:: Data records ::
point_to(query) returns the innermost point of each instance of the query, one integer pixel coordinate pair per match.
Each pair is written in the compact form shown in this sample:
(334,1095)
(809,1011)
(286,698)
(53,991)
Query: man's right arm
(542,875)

---

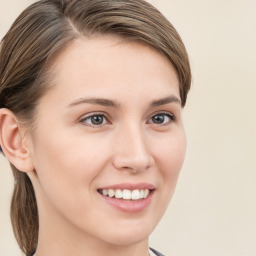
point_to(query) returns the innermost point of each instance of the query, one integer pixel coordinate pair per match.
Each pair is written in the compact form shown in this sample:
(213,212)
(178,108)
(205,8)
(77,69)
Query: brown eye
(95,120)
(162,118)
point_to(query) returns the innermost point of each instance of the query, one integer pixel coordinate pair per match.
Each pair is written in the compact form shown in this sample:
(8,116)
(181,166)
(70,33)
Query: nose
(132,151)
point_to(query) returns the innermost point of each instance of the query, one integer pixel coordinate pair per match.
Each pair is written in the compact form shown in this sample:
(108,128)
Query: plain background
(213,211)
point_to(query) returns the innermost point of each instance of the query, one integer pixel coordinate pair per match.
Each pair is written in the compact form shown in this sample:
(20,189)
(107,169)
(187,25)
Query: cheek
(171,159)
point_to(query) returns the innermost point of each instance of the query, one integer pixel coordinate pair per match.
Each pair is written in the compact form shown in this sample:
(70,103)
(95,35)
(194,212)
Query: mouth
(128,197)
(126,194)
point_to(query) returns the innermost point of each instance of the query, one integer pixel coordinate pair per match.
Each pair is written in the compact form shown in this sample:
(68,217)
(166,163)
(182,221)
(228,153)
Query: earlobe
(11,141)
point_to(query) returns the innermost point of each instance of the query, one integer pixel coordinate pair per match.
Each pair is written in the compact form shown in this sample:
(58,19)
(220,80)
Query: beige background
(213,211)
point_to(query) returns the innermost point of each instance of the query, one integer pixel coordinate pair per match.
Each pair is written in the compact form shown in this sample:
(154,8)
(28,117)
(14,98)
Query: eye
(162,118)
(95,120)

:: Goal of the exercise ::
Select and copy every line of the records above that contains the string "background". Case counts.

:: Finished exercise ::
Query: plain background
Query: beige background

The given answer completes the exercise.